• Übungstext:
2024-09-24 17:11:10
Meistens sagt Zeinab nur: „Ich weiß es nicht.“ Auf die Frage, wo ihr ältester Sohn ist. Auf die Frage, wie es ihrem Mann geht, dem ein Bein abgerissen wurde und den sie zuletzt sah, als er in einem Krankenwagen weggebracht wurde. Sie hat ein Bild geschickt bekommen, das einen frisch amputierten Beinstumpf zeigt. Was die nächsten Tage bringen, kann sie schon gar nicht sagen.
Zeinab, Mitte vierzig, stammt aus dem Süden Libanons, der am Montag von einer israelischen Luftangriffswelle getroffen wurde, wie sie das Land noch nicht erlebt hat. Zeinab kommt aus dem schiitischen Dorf Kfar Rouman nahe der Grenze. Um die Mittagszeit begann das Bombardement. „Es war überall“, sagt sie. Da sei ihr Mann verletzt worden, einer ihrer Söhne zurückgeblieben. Zeinab sagt, sie habe ihn in dem Chaos verloren.

• Ihre Aufgabe: Entnehmen Sie dem Übungstext über Zeinab aus dem Südlibanon wortgetreu den Abschnitt, der mit „Zeinab, Mitte vierzig, stammt“ beginnt und bis einschließlich „dem Chaos verloren.“ reicht.

• Angezeigte Datensätze:
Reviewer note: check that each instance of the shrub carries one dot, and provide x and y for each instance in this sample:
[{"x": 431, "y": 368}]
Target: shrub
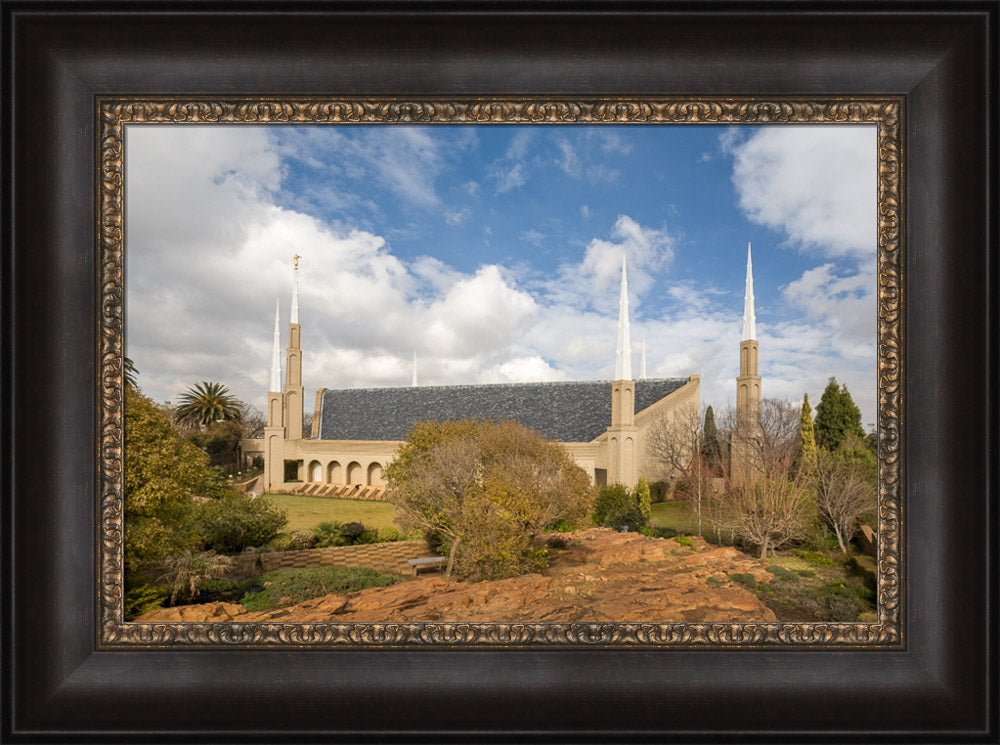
[
  {"x": 482, "y": 492},
  {"x": 782, "y": 573},
  {"x": 642, "y": 499},
  {"x": 297, "y": 585},
  {"x": 183, "y": 573},
  {"x": 223, "y": 590},
  {"x": 282, "y": 542},
  {"x": 389, "y": 534},
  {"x": 301, "y": 539},
  {"x": 616, "y": 508},
  {"x": 234, "y": 522},
  {"x": 746, "y": 580},
  {"x": 144, "y": 598}
]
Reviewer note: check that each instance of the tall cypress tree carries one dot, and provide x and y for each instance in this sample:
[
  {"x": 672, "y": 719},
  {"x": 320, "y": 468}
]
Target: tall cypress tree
[
  {"x": 807, "y": 453},
  {"x": 710, "y": 440},
  {"x": 837, "y": 416}
]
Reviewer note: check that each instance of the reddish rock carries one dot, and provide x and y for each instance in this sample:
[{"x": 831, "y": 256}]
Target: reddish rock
[{"x": 600, "y": 576}]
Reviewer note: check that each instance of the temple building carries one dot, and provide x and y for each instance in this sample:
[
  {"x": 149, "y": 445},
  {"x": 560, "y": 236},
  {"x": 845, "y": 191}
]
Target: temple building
[
  {"x": 745, "y": 451},
  {"x": 356, "y": 432}
]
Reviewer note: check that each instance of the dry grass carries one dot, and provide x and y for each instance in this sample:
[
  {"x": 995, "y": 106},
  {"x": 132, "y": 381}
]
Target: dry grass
[{"x": 305, "y": 513}]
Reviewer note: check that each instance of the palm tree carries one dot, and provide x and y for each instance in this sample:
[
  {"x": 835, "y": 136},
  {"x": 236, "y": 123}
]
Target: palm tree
[{"x": 207, "y": 402}]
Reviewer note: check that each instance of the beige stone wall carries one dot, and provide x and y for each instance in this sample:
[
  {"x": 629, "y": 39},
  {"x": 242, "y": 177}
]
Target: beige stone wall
[
  {"x": 362, "y": 462},
  {"x": 384, "y": 557}
]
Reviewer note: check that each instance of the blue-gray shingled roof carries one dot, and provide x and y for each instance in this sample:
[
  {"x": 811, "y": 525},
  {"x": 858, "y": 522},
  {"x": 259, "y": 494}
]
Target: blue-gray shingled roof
[{"x": 566, "y": 412}]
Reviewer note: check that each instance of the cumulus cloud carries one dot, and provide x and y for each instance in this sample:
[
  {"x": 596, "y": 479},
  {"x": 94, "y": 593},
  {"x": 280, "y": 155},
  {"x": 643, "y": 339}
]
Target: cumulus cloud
[
  {"x": 591, "y": 281},
  {"x": 210, "y": 237},
  {"x": 817, "y": 184}
]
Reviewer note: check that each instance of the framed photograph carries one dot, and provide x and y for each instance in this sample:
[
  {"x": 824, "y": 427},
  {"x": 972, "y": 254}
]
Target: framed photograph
[{"x": 128, "y": 258}]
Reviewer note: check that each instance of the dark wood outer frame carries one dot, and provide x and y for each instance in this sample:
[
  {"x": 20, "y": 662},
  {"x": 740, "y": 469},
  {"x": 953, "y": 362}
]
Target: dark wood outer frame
[
  {"x": 116, "y": 114},
  {"x": 58, "y": 686}
]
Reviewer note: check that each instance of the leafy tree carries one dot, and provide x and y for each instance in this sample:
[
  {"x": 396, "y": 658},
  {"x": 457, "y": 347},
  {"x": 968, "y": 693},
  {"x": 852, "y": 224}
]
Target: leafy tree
[
  {"x": 642, "y": 499},
  {"x": 845, "y": 489},
  {"x": 485, "y": 491},
  {"x": 710, "y": 449},
  {"x": 837, "y": 416},
  {"x": 175, "y": 503},
  {"x": 162, "y": 472},
  {"x": 805, "y": 456},
  {"x": 616, "y": 507},
  {"x": 184, "y": 573},
  {"x": 234, "y": 522},
  {"x": 130, "y": 373},
  {"x": 674, "y": 449},
  {"x": 768, "y": 512},
  {"x": 207, "y": 402},
  {"x": 765, "y": 503}
]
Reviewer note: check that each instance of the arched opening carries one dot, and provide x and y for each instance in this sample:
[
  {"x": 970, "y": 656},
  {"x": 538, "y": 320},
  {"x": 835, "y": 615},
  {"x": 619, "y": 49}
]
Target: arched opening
[{"x": 354, "y": 473}]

• Gelöste Aufgabe:
Zeinab, Mitte vierzig, stammt aus dem Süden Libanons, der am Montag von einer israelischen Luftangriffswelle getroffen wurde, wie sie das Land noch nicht erlebt hat. Zeinab kommt aus dem schiitischen Dorf Kfar Rouman nahe der Grenze. Um die Mittagszeit begann das Bombardement. „Es war überall“, sagt sie. Da sei ihr Mann verletzt worden, einer ihrer Söhne zurückgeblieben. Zeinab sagt, sie habe ihn in dem Chaos verloren.